## Source
====================
In this way each DMA channel may support either a continuous stream
of samples such as would be required in a standard like DVB-S, or a
continuous sequence of block transfers such as would be required in
a standard like DVB-T.
[0016] The high speed memory 2 is arranged to provide read or write
access to multiple data points in the memory in each clock cycle.
The accesses are initiated either by the processor 1 or the DMA
unit 3. The programmable VLIW processor 1 supports single
instruction multiple data (SIMD) operations to provide a high
processing throughput. Thus it can execute the same instruction on
a plurality of different items of data simultaneously. When
modulating or demodulating a high speed data stream, the same
operations have to be performed on a large number of data points.
Thus the SIMD operation works very efficiently in performing this
task. The programmable VLIW processor 1 has an instruction set
which is optimized for processing of complex vectors, supporting
arithmetic operations such as FFT, FIR filter, scale, complex
rotate, square-root and reciprocal, logical operations such as AND,
OR, XOR and XNOR, as well as addressing operations such as indexed
addressing, offset addressing and table lookup.
[0017] The combination of the multiple-access memory 2 and the SIMD
VLIW processor 1 is powerful enough to perform modulation and
demodulation processing for a wide range of broadcast data
standards such as DVB-T, DVB-S, DVB-C, ATSC and ISDB. It can also
support wireless LAN standards such as 802.11a, 802.11b and
HiperLAN2. For example, in DVB-T a processor capable of operations
on 4 points in parallel is required along with a memory unit
capable of holding about 35,000 data points (approximately 100 k
bytes). This size of processor will also work with DVB-C, ATSC,
802.11a, HiperLAN2, and ISDB. A smaller processor is acceptable for
DVB-S. DVB-T requires the maximum memory of all these standards.
DVB-S would require fewer than 1000 data points.
[0018] The programmable VLIW processor 1 and the closely-coupled
high-speed memory 2 together provide a processing environment that
can significantly reduce the amount of memory required to implement
a particular standard. This is achieved because, by enabling the
rapid processing of a block of data in one unit, the need for
multiple working buffers can be avoided.
[0019] For example, the DVB-T standard uses coded orthogonal
frequency division modulation (COFDM) with a maximum symbol size of
8192 complex points, where each point is represented as a 24-bit
value. Therefore, one symbol buffer occupies 24 Kbytes of memory. A
known DVB-T demodulator uses a number of different buffers. These
are a capture buffer to hold data as it is being collected, an FFT
processor with its own symbol buffer, an equalization and demapping
processor with another symbol buffer, and yet another buffer for
symbol deinterleaving to give a total of four symbol buffers.
[0020] This DVB-T demodulation could be implemented as an
embodiment of the present invention. This would require the MCP to
be able to process four complex data points per clock cycle in
order to be fast enough to perform the functions of FFT, equalize,
demap and symbol deinterleave in the duration of a COFDM symbol.
====================
## Listing
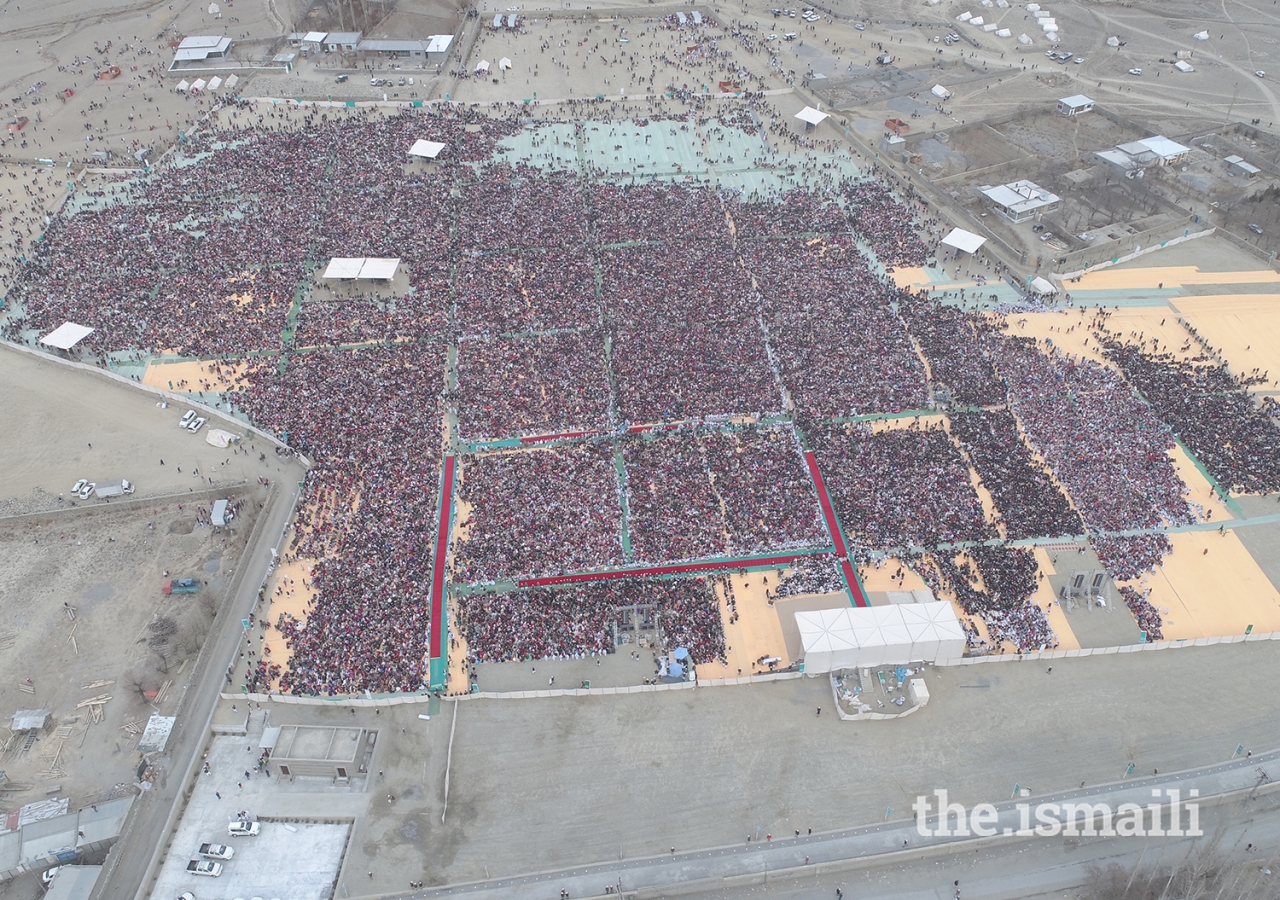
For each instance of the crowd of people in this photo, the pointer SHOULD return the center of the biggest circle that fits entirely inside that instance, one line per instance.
(1028, 502)
(1146, 615)
(764, 488)
(575, 305)
(1129, 557)
(900, 488)
(539, 385)
(539, 512)
(368, 514)
(996, 585)
(949, 339)
(840, 347)
(1211, 411)
(1104, 444)
(581, 621)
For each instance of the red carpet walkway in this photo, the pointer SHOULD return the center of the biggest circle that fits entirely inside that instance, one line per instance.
(677, 569)
(442, 551)
(837, 537)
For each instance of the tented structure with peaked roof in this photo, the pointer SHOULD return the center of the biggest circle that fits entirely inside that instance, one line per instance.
(67, 336)
(812, 117)
(871, 636)
(426, 149)
(963, 240)
(347, 268)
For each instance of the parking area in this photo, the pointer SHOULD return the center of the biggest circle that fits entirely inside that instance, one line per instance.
(305, 826)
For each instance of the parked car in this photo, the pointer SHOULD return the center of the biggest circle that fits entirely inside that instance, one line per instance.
(205, 867)
(242, 828)
(215, 851)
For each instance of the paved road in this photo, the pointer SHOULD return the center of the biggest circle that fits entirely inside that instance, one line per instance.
(149, 821)
(840, 846)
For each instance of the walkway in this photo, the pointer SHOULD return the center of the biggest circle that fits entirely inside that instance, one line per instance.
(726, 565)
(438, 662)
(837, 537)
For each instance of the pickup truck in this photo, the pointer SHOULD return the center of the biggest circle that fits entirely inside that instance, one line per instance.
(117, 488)
(215, 851)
====================
## Problem 1
From the passage on the VLIW processor, quote the words from "[0019] For example, the" to "four symbol buffers.".
## Problem 2
According to the passage on the VLIW processor, how much memory does one DVB-T symbol buffer occupy?

## Task output 1
[0019] For example, the DVB-T standard uses coded orthogonal
frequency division modulation (COFDM) with a maximum symbol size of
8192 complex points, where each point is represented as a 24-bit
value. Therefore, one symbol buffer occupies 24 Kbytes of memory. A
known DVB-T demodulator uses a number of different buffers. These
are a capture buffer to hold data as it is being collected, an FFT
processor with its own symbol buffer, an equalization and demapping
processor with another symbol buffer, and yet another buffer for
symbol deinterleaving to give a total of four symbol buffers.

## Task output 2
One symbol buffer occupies 24 Kbytes of memory.